▶ _Фрагмент документа_
Каждый военнопленный при допросе обязан сообщить лишь свою фамилию, имя, звание и личный номер. Смысл такого предписания совершенно ясен: нельзя какими бы то ни было средствами физического или психического воздействия принуждать военнопленного к измене своему отечеству. Даже сообщение своего возраста, а тем более номера своего полка — к чему, согласно конвенции, он не может быть принужден— позволяет противнику сделать важные выводы. Что же можно тогда сказать о принуждении давать иные военные сведения?!

Гитлеровская практика допроса пленных выходила далеко за пределы «угроз, оскорблений и взысканий»: для того чтобы добыть нужные фашистам сведения, пленных избивали, подвергали пыткам и убивали.

Сотрудничество вермахта и СД в деле борьбы с парашютистами было отчетливо и официально установлено спустя два месяца после издания приказа Мюллера.

4 августа 1942 года ОКВ издало приказ под названием: «Борьба с одиночными парашютистами» [693]. Приказ этот предписывал тесное взаимодействие армии с полицией при подавлении действий парашютистов.

ОКВ проводило некоторое разграничение между воздушно-десантными частями противника, предназначенными для ведения военных действий (Luftlandetruppen), борьба с которыми относилась исключительно к компетенции вермахта, и парашютистами, действующими в одиночку или небольшими группами, в задачу которых входили организация и проведение диверсий, террористических актов, а также разведывательная деятельность. По смыслу этого приказа, вести борьбу с второй категорией парашютистов и групп, независимо от того, были ли они в военной форме или в гражданской одежде, были уполномочены в основном полиция безопасности и СД. Даже если такой парашютист был захвачен вермахтом, его надлежало передать СД. В руки СД следовало передавать также членов более крупных отрядов парашютистов, если было установлено, что их целью являлись «саботажные» (диверсионные) действия. В том случае, когда СД после проведения «следствия» устанавливала, что парашютист является солдатом (или офицером), он подлежал передаче органам ВВС. Какова может быть дальнейшая судьба парашютиста в этом случае, приказ умалчивал.

Записи разметки положения объектов:

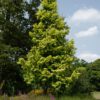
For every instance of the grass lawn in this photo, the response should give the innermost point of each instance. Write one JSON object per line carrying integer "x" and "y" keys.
{"x": 95, "y": 96}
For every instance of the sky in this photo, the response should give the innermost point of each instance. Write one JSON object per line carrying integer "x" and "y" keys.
{"x": 83, "y": 18}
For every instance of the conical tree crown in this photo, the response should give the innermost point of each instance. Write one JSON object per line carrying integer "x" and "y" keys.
{"x": 48, "y": 64}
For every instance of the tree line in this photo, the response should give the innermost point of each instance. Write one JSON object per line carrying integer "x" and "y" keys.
{"x": 34, "y": 53}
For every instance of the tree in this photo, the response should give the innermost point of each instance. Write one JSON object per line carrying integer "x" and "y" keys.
{"x": 48, "y": 63}
{"x": 16, "y": 19}
{"x": 94, "y": 74}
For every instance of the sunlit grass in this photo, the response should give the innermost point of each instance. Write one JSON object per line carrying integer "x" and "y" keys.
{"x": 95, "y": 96}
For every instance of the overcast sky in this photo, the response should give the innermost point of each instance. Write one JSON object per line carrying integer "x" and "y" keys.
{"x": 83, "y": 17}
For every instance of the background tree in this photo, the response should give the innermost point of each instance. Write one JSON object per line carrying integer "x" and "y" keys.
{"x": 16, "y": 19}
{"x": 48, "y": 64}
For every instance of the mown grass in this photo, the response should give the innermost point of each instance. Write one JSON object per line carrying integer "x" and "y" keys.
{"x": 32, "y": 97}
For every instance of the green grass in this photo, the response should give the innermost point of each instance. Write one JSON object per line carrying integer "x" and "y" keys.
{"x": 95, "y": 95}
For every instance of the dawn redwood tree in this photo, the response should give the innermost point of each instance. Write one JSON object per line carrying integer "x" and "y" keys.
{"x": 47, "y": 66}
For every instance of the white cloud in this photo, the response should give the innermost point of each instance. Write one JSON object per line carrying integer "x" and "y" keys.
{"x": 89, "y": 57}
{"x": 89, "y": 32}
{"x": 85, "y": 14}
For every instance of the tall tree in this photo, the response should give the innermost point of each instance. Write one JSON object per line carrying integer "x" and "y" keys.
{"x": 94, "y": 74}
{"x": 16, "y": 19}
{"x": 48, "y": 63}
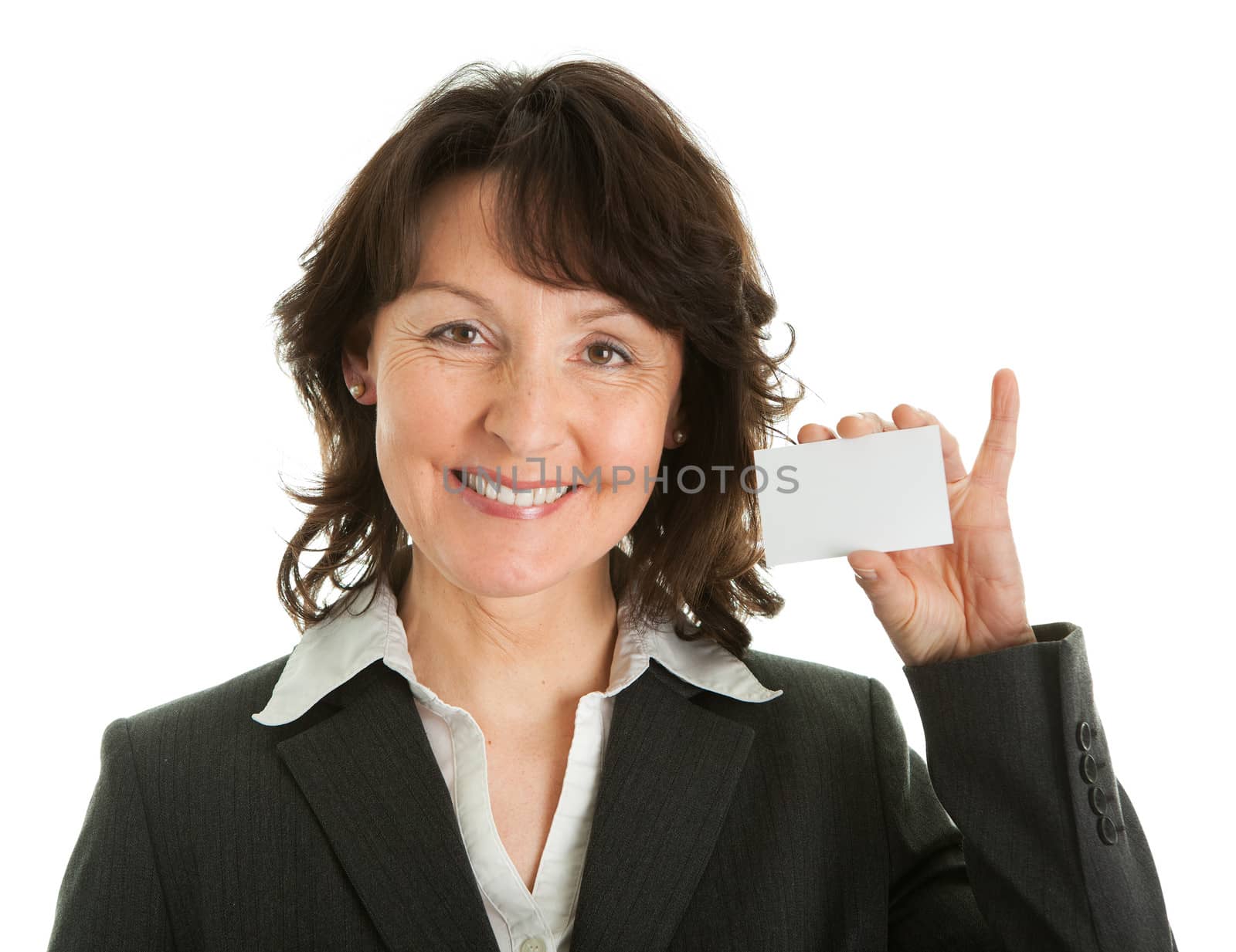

▶ _Задания_
(a) Назовите все сведения, которые, согласно фрагменту о военнопленных, пленный при допросе «обязан сообщить».
(b) Приведите продолжение фрагмента о военнопленных, начиная сразу после его последнего предложения.
Перечень выше — самостоятельный материал, с фрагментом он не связан.

▶ _Ответы по порядку_
(a) Фамилию, имя, звание и личный номер.

(b)
Впрочем, изданные в октябре 1942 года приказы о командос вскоре разъяснили, какая судьба ожидает парашютистов: обе эти категории пленных были заранее обречены на смерть.

Комедия с установлением через СД, является ли пленный парашютист солдатом (что без всякого труда могла установить и войсковая контрразведка), указывает на плохо замаскированные попытки оправдать передачу военнопленных в невоенные органы. Категорический же приказ о передаче туда и парашютистов в военной форме раскрывает нам суть дела: речь тут шла совсем об иной цели, чем сам факт подобного «установления истины».

Разумеется, приказ был проведен в жизнь. Но как шло его осуществление?

Убийство советских парашютистов имело место с первого же дня войны и продолжалось до ее последнего дня. Ни в одном из приведенных ниже случаев гитлеровцы не применили в отношении захваченных советских парашютистов судебного разбирательства. После пыток и допросов советских пленных попросту убивали по приказу офицера. Следует заметить, что на Востоке не было надобности издавать дополнительные, подробные приказы, поскольку там, на советско- германском фронте, действовало обязательное «Распоряжение об особой подсудности в районе «Барбаросса», которое «регулировало» все эти вопросы. Вот пример: в районе действий 213-й пехотной дивизии (группа армий «Юг») тайная полевая полиция убила в августе 1941 года 49 человек, в том числе 45 парашютистов, 3 партизанок и 1 еврея — «вольного стрелка». Как сказано в донесении, парашютисты были снабжены взрывчаткой, имея, в частности, задание выводить из строя железнодорожные пути и совершать нападения на военные эшелоны [694].

6 октября 1941 года тайная полевая полиция при I-м корпусе допросила трех женщин, которые были схвачены при попытке форсировать р. Волхов на участке 126-го пехотного полка вермахта. Оказалось, что это три парашютистки, сброшенные возле населенного пункта Угороды (к северу от поселка Медведь). Дальнейшее ведение этого дела полевая полиция передала отделу разведки и контрразведки 126-го пехотного полка. На другой день все три парашютистки были расстреляны [695].

8 ноября 1941 года полевая полиция того же корпуса допросила двух парашютистов: Петра Комарова и Ивана Синицына. Парашютисты имели задание взрывать мосты, перерезать телефонные провода, совершать нападения на военные транспорты и на отдельных солдат вермапа. 13 ноября того же года оба были «ликвидированы как шпионы» [696].

В тыловом районе 12-й пехотной дивизии вермахта были захвачены семь парашютистов из 3-й парашютной бригады. Шестеро из них были «уничтожены» [697].

На Западном фронте убийство парашютистов также имело место, хотя и на ином «юридическом основании». Этим «основанием» был пресловутый «командобефель» от 18 октября 1942 года. Кроме того, парашютисты (в том числе и женщины) гибли и в концентрационных лагерях.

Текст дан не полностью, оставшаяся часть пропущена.